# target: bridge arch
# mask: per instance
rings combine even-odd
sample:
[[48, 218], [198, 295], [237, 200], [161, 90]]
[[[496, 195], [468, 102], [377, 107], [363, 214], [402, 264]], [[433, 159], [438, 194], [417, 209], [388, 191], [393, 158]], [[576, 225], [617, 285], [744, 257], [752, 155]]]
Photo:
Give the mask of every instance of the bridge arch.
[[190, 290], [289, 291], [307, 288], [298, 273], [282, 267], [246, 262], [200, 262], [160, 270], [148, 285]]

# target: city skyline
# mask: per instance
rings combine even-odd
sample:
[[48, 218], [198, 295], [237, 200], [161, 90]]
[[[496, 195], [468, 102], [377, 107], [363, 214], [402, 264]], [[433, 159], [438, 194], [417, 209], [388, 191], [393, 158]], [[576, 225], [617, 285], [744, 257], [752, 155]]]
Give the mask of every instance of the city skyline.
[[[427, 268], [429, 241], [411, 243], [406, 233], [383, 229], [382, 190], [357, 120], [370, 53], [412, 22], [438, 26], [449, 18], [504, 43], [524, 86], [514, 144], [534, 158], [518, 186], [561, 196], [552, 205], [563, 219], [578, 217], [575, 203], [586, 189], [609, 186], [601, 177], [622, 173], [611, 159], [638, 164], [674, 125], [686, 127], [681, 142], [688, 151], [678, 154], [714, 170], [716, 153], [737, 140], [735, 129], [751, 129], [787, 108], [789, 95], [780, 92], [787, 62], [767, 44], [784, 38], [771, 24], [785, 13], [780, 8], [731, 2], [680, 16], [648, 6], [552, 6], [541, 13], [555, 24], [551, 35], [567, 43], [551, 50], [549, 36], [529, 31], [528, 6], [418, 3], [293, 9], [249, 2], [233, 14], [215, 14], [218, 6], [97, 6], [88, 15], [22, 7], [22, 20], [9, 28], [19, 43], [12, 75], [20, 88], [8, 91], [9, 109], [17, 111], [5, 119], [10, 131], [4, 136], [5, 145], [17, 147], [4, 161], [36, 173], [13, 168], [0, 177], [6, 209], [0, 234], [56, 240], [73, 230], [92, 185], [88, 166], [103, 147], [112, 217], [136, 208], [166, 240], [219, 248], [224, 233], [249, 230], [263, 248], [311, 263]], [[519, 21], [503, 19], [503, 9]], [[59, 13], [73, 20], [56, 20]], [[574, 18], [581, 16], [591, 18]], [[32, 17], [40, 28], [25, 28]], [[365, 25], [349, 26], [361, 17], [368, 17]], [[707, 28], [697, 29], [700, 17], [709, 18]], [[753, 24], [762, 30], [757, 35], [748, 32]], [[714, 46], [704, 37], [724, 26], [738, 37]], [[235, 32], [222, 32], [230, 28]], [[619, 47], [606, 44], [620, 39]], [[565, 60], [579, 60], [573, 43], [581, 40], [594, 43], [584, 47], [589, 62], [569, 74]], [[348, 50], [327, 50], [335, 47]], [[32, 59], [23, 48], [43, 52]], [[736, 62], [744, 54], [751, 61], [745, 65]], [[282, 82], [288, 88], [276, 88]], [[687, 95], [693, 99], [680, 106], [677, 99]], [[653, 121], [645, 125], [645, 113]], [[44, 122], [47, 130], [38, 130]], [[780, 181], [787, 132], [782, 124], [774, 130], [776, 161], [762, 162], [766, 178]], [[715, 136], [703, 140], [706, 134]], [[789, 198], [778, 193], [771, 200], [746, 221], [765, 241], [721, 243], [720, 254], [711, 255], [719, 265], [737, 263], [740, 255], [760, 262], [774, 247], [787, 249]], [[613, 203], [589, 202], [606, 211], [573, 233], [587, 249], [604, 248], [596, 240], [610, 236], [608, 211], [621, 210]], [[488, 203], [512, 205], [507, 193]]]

◆ Problem requirements ◆
Can you rewrite every line of the data above as a Markdown table with the columns "Number" and "Line", numbering the rows in order and leaving out blank lines?

◆ Worked answer ◆
| Number | Line |
|---|---|
| 1 | # target: bridge arch |
| 2 | # mask: per instance |
| 3 | rings combine even-odd |
| 4 | sample: |
| 5 | [[48, 218], [198, 295], [237, 200], [161, 90]] |
| 6 | [[[496, 195], [468, 102], [377, 107], [363, 214], [402, 264]], [[433, 159], [438, 194], [417, 209], [388, 191], [393, 158]], [[576, 225], [617, 285], [744, 257], [752, 155]]] |
| 7 | Photo: |
| 8 | Give the mask of every instance of the bridge arch. |
| 9 | [[190, 290], [289, 291], [307, 288], [298, 273], [282, 267], [246, 262], [200, 262], [160, 270], [148, 285]] |
| 10 | # target: city skyline |
| 11 | # mask: per instance |
| 12 | rings combine even-odd |
| 13 | sample: |
| 14 | [[48, 218], [198, 295], [237, 200], [161, 90]] |
| 15 | [[[496, 195], [468, 102], [377, 107], [363, 214], [402, 264]], [[433, 159], [438, 194], [417, 209], [388, 191], [393, 158]], [[576, 225], [617, 285], [744, 257], [752, 155]]] |
| 16 | Give the mask of every instance of the city skyline. |
| 17 | [[[427, 268], [429, 241], [411, 243], [406, 233], [383, 229], [382, 190], [357, 120], [370, 53], [412, 22], [438, 26], [449, 18], [504, 43], [524, 86], [514, 144], [534, 158], [518, 186], [561, 196], [552, 205], [563, 219], [578, 217], [575, 203], [586, 189], [609, 186], [601, 177], [622, 173], [611, 159], [638, 164], [674, 125], [686, 127], [681, 142], [688, 151], [678, 154], [714, 170], [716, 153], [737, 140], [735, 129], [751, 129], [787, 108], [789, 95], [780, 92], [787, 62], [767, 44], [784, 38], [771, 24], [785, 13], [780, 8], [731, 2], [680, 16], [648, 6], [552, 6], [541, 13], [555, 24], [551, 35], [567, 43], [551, 50], [549, 36], [529, 31], [528, 6], [418, 3], [293, 9], [249, 2], [233, 14], [215, 14], [218, 6], [97, 6], [88, 15], [22, 7], [22, 20], [9, 28], [19, 43], [12, 75], [20, 88], [8, 91], [9, 109], [17, 111], [5, 119], [10, 131], [4, 136], [5, 145], [17, 147], [4, 161], [36, 173], [13, 168], [0, 177], [6, 209], [0, 234], [56, 240], [73, 230], [92, 185], [88, 166], [103, 147], [112, 217], [136, 208], [166, 240], [219, 248], [224, 233], [249, 230], [263, 248], [311, 263]], [[519, 21], [503, 19], [503, 9]], [[59, 13], [73, 20], [56, 20]], [[574, 18], [581, 16], [591, 18]], [[32, 17], [40, 28], [25, 28]], [[365, 25], [349, 26], [361, 17], [368, 17]], [[707, 28], [697, 29], [700, 17], [709, 18]], [[753, 24], [762, 30], [757, 35], [748, 32]], [[714, 46], [704, 37], [724, 26], [738, 37]], [[235, 32], [222, 32], [230, 28]], [[619, 47], [606, 44], [620, 39]], [[565, 60], [579, 60], [573, 43], [581, 40], [594, 43], [584, 47], [589, 62], [569, 74]], [[348, 50], [327, 50], [335, 47]], [[32, 59], [23, 48], [43, 52]], [[736, 62], [744, 54], [751, 61], [745, 65]], [[282, 82], [288, 88], [276, 88]], [[687, 95], [693, 99], [680, 106], [677, 99]], [[653, 121], [645, 125], [645, 113]], [[44, 122], [47, 130], [38, 130]], [[780, 181], [787, 132], [782, 124], [774, 130], [776, 161], [762, 162], [766, 178]], [[715, 136], [703, 140], [706, 134]], [[789, 198], [778, 193], [771, 200], [746, 221], [765, 241], [721, 243], [720, 254], [711, 255], [719, 265], [737, 263], [740, 255], [760, 262], [774, 247], [787, 249]], [[613, 203], [589, 202], [606, 211], [573, 233], [587, 249], [604, 248], [596, 240], [610, 236], [608, 211], [621, 210]], [[488, 203], [512, 205], [507, 193]]] |